Gotcha: KV v2 adds /data/ and /metadata/ to internal paths. The CLI hides this — vault kv get secret/myapp works fine. But policies must use the internal path: path "secret/data/myapp/*", not path "secret/myapp/*". This mismatch is the #1 cause of "permission denied" errors when people first set up Vault policies. Use vault kv get -output-policy secret/myapp/config to see the exact policy path you need.

Database engine: credentials that self-destruct¶

This is where Vault gets interesting. Instead of storing a database password, Vault creates a temporary database user on the fly and destroys it when the lease expires.

# Enable the database secrets engine
vault secrets enable database

# Tell Vault how to connect to PostgreSQL
vault write database/config/mydb \
  plugin_name=postgresql-database-plugin \
  connection_url="postgresql://{{username}}:{{password}}@db.example.com:5432/mydb" \
  allowed_roles="readonly,readwrite" \
  username="vault_admin" \
  password="vault_admin_pass"

# Define a role: what kind of user to create
vault write database/roles/readonly \
  db_name=mydb \
  creation_statements="CREATE ROLE \"{{name}}\" WITH LOGIN PASSWORD '{{password}}' \
    VALID UNTIL '{{expiration}}'; \
    GRANT SELECT ON ALL TABLES IN SCHEMA public TO \"{{name}}\";" \
  default_ttl="1h" \
  max_ttl="24h"

Now watch this:

# Generate temporary credentials
vault read database/creds/readonly
# Key                Value
# ---                -----
# lease_id           database/creds/readonly/abc123
# lease_duration     1h
# username           v-token-readonly-8hF3kL
# password           A1b-2Cd-3Ef-4Gh

# That username and password work RIGHT NOW:
psql -h db.example.com -U v-token-readonly-8hF3kL -d mydb
# Connected!

# In 1 hour, Vault automatically runs:
# REVOKE ALL ON ALL TABLES FROM "v-token-readonly-8hF3kL";
# DROP ROLE "v-token-readonly-8hF3kL";

Every request gets a unique username and password. If one leaks, it affects one consumer for at most one hour. Compare that to prod-db-2024! sitting in Git for eleven days.

Mental Model: Static secrets are like giving everyone a copy of the office master key. Dynamic secrets are like a receptionist who creates a badge for each visitor, sets it to expire at 5pm, and shreds it if they don't return it. The receptionist is Vault. The badge is the lease.

Other engines worth knowing¶

Engine	What it does	When to use it
PKI	Issues TLS certificates from an internal CA	Service-to-service mTLS, short-lived certs
AWS	Generates temporary IAM credentials	Applications that need AWS access
Transit	Encrypts/decrypts data without exposing keys	Application-level encryption (Vault never stores your data)

▶ [What is asked]:
[a] Transcribe the passage of the Vault secrets text starting with "Gotcha: KV v2" and going on through "the lease expires.".
[b] Answer these from the Vault secrets text:
(i) What max_ttl value is set for the readonly database role?
(ii) Which engine issues TLS certificates from an internal CA?
(iii) In the mental model, what does the badge stand for?

▶ [Listed entries]:
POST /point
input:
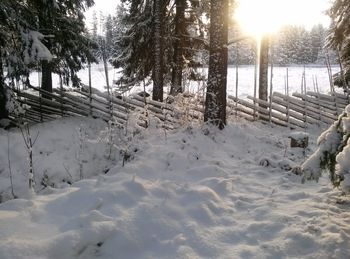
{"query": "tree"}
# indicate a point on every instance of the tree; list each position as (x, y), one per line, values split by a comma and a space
(183, 29)
(178, 62)
(263, 67)
(339, 37)
(158, 70)
(62, 23)
(20, 43)
(215, 101)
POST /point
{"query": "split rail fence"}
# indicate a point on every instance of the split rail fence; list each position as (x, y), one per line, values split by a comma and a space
(296, 111)
(38, 105)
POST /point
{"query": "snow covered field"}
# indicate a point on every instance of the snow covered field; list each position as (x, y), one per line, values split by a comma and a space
(182, 194)
(195, 192)
(245, 79)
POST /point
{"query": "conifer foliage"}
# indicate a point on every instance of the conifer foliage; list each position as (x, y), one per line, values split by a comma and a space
(339, 37)
(158, 39)
(215, 102)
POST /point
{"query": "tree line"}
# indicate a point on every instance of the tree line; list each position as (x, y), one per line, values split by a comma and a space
(150, 40)
(290, 45)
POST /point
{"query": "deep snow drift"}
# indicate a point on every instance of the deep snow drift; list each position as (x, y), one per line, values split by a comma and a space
(191, 193)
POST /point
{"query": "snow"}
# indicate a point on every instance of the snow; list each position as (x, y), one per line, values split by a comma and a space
(245, 79)
(191, 193)
(194, 192)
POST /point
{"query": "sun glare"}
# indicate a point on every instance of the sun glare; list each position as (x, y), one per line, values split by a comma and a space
(259, 17)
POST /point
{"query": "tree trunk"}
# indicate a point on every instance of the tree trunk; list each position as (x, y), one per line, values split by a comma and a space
(3, 110)
(158, 71)
(263, 68)
(46, 77)
(176, 77)
(215, 101)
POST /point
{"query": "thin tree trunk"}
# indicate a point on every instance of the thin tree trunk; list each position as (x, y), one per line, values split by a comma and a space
(3, 110)
(263, 68)
(158, 71)
(215, 101)
(46, 77)
(176, 77)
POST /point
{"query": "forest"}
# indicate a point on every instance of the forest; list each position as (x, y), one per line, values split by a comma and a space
(167, 129)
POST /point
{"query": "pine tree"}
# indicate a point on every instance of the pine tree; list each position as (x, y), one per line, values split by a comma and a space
(183, 32)
(339, 37)
(178, 62)
(215, 102)
(62, 23)
(20, 45)
(263, 67)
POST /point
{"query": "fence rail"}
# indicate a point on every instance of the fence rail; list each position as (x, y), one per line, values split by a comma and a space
(296, 111)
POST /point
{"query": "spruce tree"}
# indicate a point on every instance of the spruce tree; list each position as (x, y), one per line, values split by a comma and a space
(62, 23)
(339, 37)
(215, 101)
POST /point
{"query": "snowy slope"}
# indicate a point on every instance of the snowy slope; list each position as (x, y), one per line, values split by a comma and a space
(193, 193)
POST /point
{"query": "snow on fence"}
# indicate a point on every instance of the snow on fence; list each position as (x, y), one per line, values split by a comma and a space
(58, 104)
(296, 111)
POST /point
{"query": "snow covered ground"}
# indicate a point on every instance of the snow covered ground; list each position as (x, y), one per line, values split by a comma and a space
(245, 79)
(195, 192)
(192, 193)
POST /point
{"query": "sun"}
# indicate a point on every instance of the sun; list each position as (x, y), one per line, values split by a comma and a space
(258, 17)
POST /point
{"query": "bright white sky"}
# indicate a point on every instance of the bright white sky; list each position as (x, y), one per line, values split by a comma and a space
(262, 16)
(256, 16)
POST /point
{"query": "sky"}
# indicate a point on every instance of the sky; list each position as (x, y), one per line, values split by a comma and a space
(301, 12)
(257, 16)
(104, 6)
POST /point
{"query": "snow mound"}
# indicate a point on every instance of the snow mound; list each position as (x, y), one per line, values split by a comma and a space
(185, 194)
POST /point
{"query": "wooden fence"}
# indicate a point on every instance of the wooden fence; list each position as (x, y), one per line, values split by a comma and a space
(35, 108)
(296, 111)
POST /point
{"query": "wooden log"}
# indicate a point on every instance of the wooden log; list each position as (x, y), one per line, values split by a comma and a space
(106, 114)
(309, 114)
(277, 118)
(282, 109)
(328, 98)
(317, 103)
(53, 103)
(300, 105)
(104, 101)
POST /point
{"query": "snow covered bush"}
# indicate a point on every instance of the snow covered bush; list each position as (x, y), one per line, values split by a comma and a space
(332, 154)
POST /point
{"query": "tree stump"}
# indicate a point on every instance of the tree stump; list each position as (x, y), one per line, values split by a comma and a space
(299, 139)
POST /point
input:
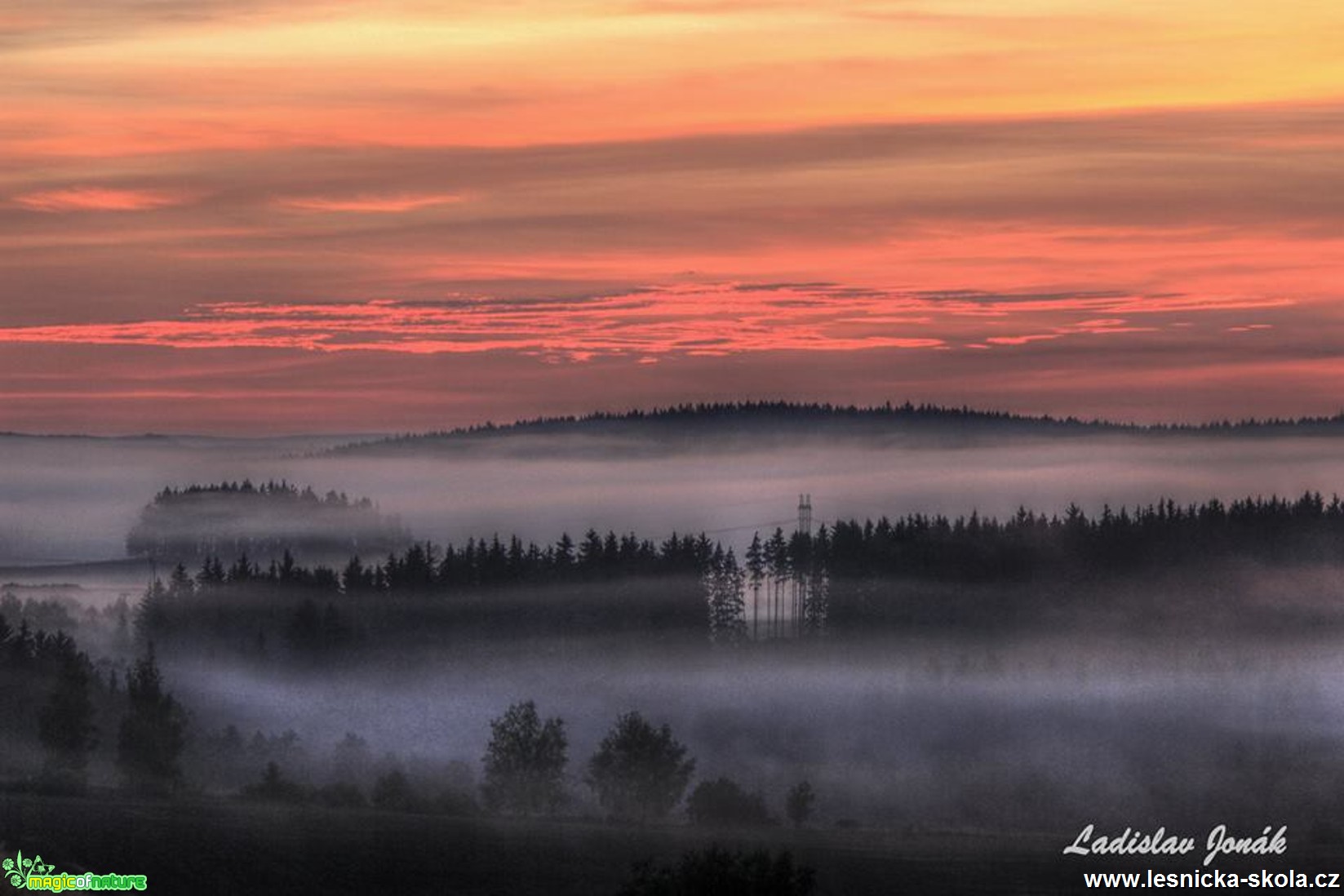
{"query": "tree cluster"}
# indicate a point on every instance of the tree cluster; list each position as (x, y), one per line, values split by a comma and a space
(234, 519)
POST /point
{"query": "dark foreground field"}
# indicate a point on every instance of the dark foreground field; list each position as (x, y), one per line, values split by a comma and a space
(220, 846)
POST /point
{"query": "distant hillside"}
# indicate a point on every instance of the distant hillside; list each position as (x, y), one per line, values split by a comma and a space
(261, 521)
(770, 422)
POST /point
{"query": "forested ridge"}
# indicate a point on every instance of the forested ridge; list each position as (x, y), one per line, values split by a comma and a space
(233, 519)
(917, 570)
(766, 418)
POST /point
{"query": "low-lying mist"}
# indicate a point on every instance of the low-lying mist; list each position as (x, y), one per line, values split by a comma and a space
(1036, 734)
(74, 500)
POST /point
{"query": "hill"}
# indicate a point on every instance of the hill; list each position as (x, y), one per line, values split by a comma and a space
(770, 424)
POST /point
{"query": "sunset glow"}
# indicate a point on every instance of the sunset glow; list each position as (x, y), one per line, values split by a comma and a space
(1090, 207)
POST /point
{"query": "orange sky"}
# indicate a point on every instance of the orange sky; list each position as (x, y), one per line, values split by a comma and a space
(1074, 207)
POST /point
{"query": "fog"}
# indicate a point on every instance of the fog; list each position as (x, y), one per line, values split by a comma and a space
(73, 500)
(1200, 721)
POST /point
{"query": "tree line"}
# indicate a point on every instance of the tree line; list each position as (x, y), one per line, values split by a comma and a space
(54, 690)
(261, 519)
(785, 586)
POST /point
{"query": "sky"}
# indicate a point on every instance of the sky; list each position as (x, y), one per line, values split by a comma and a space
(336, 216)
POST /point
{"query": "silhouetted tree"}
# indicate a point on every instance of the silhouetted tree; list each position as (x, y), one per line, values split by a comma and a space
(723, 583)
(276, 787)
(714, 872)
(525, 762)
(797, 804)
(64, 723)
(639, 771)
(153, 731)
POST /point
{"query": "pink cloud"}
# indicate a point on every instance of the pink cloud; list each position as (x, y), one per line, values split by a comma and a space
(370, 205)
(95, 199)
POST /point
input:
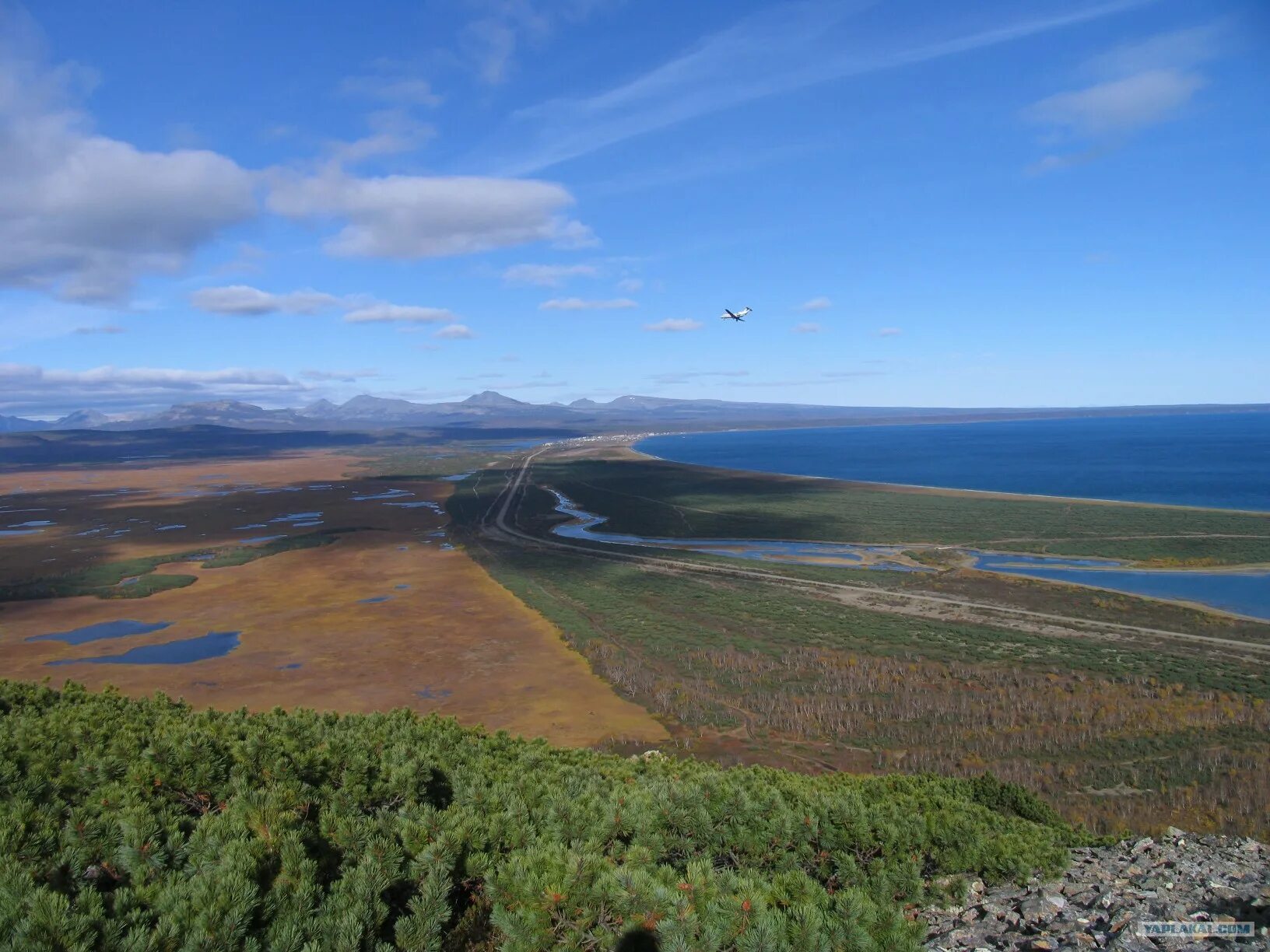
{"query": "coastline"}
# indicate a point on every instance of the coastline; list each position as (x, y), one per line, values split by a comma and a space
(628, 443)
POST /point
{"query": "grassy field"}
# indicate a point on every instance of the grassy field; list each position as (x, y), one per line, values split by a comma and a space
(653, 498)
(103, 579)
(1117, 731)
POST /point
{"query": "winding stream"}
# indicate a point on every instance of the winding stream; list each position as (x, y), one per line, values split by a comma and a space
(1240, 590)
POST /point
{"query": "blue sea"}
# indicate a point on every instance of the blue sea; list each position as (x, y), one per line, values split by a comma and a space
(1205, 460)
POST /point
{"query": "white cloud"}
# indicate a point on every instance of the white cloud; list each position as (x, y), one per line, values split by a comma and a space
(391, 86)
(799, 44)
(248, 301)
(549, 275)
(1179, 50)
(416, 216)
(405, 313)
(577, 303)
(34, 389)
(1117, 107)
(671, 325)
(393, 132)
(1141, 84)
(339, 376)
(455, 331)
(492, 41)
(816, 303)
(685, 376)
(82, 215)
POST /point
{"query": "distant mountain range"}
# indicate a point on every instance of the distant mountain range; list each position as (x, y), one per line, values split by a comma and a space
(492, 410)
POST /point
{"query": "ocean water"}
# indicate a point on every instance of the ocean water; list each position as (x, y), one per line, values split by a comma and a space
(1242, 592)
(1207, 460)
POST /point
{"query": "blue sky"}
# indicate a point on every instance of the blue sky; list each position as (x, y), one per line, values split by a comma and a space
(1000, 203)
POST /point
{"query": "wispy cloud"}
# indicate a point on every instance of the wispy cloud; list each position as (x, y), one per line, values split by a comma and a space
(816, 303)
(82, 215)
(407, 217)
(798, 44)
(685, 376)
(455, 331)
(40, 390)
(577, 303)
(391, 82)
(493, 40)
(549, 275)
(675, 327)
(399, 313)
(1139, 86)
(339, 376)
(244, 299)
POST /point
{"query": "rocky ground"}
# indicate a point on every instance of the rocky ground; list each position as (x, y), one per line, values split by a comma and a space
(1107, 891)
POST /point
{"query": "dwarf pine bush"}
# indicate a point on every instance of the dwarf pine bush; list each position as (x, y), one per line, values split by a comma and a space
(149, 825)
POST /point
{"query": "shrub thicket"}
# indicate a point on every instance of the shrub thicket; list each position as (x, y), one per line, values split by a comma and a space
(149, 825)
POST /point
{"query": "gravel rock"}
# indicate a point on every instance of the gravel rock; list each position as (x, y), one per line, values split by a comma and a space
(1107, 890)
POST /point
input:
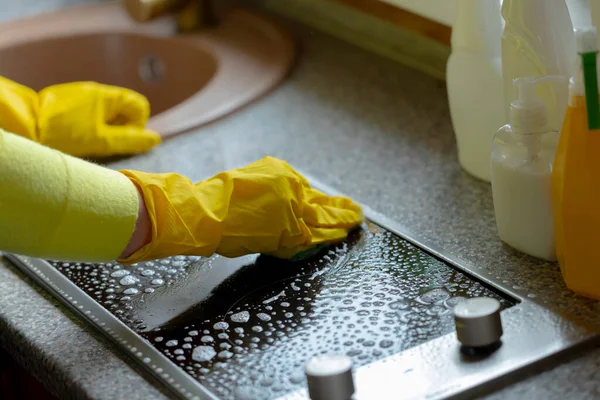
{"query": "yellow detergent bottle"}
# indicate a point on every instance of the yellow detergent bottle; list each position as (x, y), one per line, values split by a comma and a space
(576, 176)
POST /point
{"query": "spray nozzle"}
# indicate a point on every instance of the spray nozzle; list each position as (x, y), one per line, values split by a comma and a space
(528, 113)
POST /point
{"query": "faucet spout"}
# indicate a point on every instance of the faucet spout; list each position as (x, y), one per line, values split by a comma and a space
(191, 14)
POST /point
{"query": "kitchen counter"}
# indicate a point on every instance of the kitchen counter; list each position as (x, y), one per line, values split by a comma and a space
(375, 130)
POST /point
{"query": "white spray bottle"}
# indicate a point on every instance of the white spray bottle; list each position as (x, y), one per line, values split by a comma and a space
(521, 168)
(474, 82)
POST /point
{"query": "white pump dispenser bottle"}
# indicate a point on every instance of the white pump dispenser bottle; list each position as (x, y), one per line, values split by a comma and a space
(521, 169)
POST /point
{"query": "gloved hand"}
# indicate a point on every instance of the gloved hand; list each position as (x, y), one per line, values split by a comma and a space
(265, 207)
(83, 119)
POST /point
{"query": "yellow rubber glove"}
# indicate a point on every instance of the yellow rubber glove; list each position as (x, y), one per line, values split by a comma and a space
(83, 119)
(265, 207)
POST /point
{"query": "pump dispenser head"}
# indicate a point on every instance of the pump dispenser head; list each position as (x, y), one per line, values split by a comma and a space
(528, 114)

▶ [Final results]:
[a]
Gotcha: KV v2 adds /data/ and /metadata/ to internal paths. The CLI hides this — vault kv get secret/myapp works fine. But policies must use the internal path: path "secret/data/myapp/*", not path "secret/myapp/*". This mismatch is the #1 cause of "permission denied" errors when people first set up Vault policies. Use vault kv get -output-policy secret/myapp/config to see the exact policy path you need.

Database engine: credentials that self-destruct¶

This is where Vault gets interesting. Instead of storing a database password, Vault creates a temporary database user on the fly and destroys it when the lease expires.

[b]
(i) 24h
(ii) PKI
(iii) The lease